• [Using the information]
• a. Translate this sentence from the marketing expenditure text into Spanish: "This means that an event (such as a media briefing or hospitality function) must be broken down into its different components to determine the extent to which a vendor may claim input tax."
• b. Write out the marketing expenditure text between "There are numerous" and "purposes of entertainment’.", inclusive.

• [Text section]

▬▬▬▬▬▬▬▬▬▬

1935. Marketing expenditure
A question that often arises is whether expenditure incurred by a vendor should be classified as
'entertainment' for purposes of the Value-Added Tax No. 89 of 1991 (the VAT Act). Where
expenditure is classified as 'entertainment' input tax may generally not be claimed, unless it is an
enterprise that operates within the entertainment industry in the normal course of business.
'Entertainment' is widely defined in section 1 of the VAT Act and means the provision of any food,
beverages, accommodation, entertainment, amusement, recreation or hospitality of any kind by a
vendor whether directly or indirectly to anyone in connection with an enterprise carried on by him. In
itself, the concept of 'entertainment' is sometimes difficult to understand and apply, which is amplified
where an overlapping marketing or advertising purpose is present.
There are numerous scenarios within an enterprise where entertainment and marketing overlap, such
as hosting clients in hospitality suites at sporting events, media briefings for the announcement of a
new CEO or business acquisition, product launches or shareholder meetings where annual results are
presented. At these functions a vendor generally provides refreshments (food and beverages) and
seeks to market its business through branding such as banners, booklets or products. There is no doubt
that the expenditure is incurred for business purposes, however, that is not the test for claiming input
tax under the VAT Act.
An important aspect to bear in mind is that section 17(2)(a) of the VAT Act refers to the denial of
input tax "... to the extent that..." those goods or services are acquired for purposes of entertainment’.
By using the phrase "... to the extent that ...", means that a vendor is at least able to apportion the
expenditure between entertainment and non-entertainment expenditure. This means that an event
(such as a media briefing or hospitality function) must be broken down into its different components
to determine the extent to which a vendor may claim input tax. Expenditure incurred on items such as
banners and booklets would fall outside the definition of 'entertainment', however, the provision of
food and beverages, including the hire of the premises would be regarded as 'entertainment', unless the
vendor is able to provide a scientific apportionment.

▬▬▬▬▬▬▬▬▬▬

• [Data under study]

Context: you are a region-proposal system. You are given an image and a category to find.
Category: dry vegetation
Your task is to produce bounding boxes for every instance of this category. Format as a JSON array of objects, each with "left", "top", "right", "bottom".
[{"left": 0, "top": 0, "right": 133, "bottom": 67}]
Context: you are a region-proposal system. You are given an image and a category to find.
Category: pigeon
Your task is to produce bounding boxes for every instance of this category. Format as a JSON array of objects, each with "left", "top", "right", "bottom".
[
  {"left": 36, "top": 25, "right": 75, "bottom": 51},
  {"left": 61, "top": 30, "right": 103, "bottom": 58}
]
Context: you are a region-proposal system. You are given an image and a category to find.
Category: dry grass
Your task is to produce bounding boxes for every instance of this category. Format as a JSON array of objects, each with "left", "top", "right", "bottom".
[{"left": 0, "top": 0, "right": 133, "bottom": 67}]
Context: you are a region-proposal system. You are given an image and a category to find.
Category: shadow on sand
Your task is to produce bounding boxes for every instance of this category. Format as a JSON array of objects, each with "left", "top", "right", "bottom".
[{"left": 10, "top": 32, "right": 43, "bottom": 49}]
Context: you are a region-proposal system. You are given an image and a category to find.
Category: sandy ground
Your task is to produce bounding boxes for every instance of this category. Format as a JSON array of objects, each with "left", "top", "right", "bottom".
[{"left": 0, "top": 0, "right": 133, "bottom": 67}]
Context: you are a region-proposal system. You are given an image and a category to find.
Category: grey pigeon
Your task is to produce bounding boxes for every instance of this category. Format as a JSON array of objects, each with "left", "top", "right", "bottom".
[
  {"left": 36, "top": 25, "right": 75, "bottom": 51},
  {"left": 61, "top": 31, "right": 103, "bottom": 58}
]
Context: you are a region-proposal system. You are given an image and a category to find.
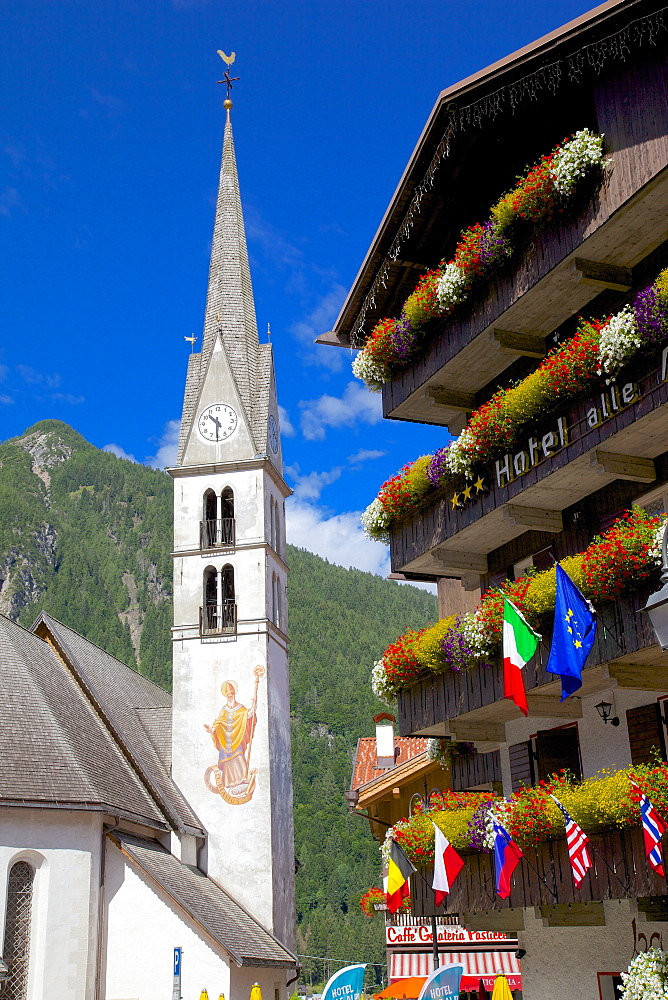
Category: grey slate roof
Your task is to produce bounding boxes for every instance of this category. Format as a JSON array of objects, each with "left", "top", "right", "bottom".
[
  {"left": 0, "top": 615, "right": 169, "bottom": 829},
  {"left": 33, "top": 612, "right": 203, "bottom": 834},
  {"left": 177, "top": 115, "right": 272, "bottom": 464},
  {"left": 113, "top": 830, "right": 297, "bottom": 967}
]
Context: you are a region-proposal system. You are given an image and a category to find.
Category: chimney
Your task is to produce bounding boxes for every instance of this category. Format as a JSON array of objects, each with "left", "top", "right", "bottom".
[{"left": 373, "top": 712, "right": 397, "bottom": 768}]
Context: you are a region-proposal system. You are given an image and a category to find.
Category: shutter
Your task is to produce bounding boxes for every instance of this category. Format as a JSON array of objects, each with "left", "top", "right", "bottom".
[
  {"left": 626, "top": 702, "right": 666, "bottom": 764},
  {"left": 508, "top": 740, "right": 534, "bottom": 792},
  {"left": 536, "top": 726, "right": 582, "bottom": 781}
]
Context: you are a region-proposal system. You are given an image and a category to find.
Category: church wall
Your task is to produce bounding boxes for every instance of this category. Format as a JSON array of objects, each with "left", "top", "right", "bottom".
[
  {"left": 103, "top": 841, "right": 231, "bottom": 1000},
  {"left": 0, "top": 808, "right": 102, "bottom": 1000}
]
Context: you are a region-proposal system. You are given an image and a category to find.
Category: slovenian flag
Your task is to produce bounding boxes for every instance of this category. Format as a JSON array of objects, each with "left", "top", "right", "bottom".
[
  {"left": 494, "top": 820, "right": 524, "bottom": 899},
  {"left": 385, "top": 840, "right": 417, "bottom": 913},
  {"left": 503, "top": 597, "right": 541, "bottom": 715},
  {"left": 431, "top": 820, "right": 464, "bottom": 906}
]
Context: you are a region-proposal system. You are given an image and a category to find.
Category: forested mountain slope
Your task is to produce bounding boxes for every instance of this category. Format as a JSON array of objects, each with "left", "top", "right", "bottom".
[{"left": 0, "top": 420, "right": 436, "bottom": 982}]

▬▬▬▬▬▬▬▬▬▬

• [Answers by item]
• a. Esto significa que un evento (como una sesión informativa para los medios o un evento de hospitalidad) debe desglosarse en sus distintos componentes para determinar en qué medida un proveedor puede reclamar el impuesto soportado.

• b.
There are numerous scenarios within an enterprise where entertainment and marketing overlap, such
as hosting clients in hospitality suites at sporting events, media briefings for the announcement of a
new CEO or business acquisition, product launches or shareholder meetings where annual results are
presented. At these functions a vendor generally provides refreshments (food and beverages) and
seeks to market its business through branding such as banners, booklets or products. There is no doubt
that the expenditure is incurred for business purposes, however, that is not the test for claiming input
tax under the VAT Act.
An important aspect to bear in mind is that section 17(2)(a) of the VAT Act refers to the denial of
input tax "... to the extent that..." those goods or services are acquired for purposes of entertainment’.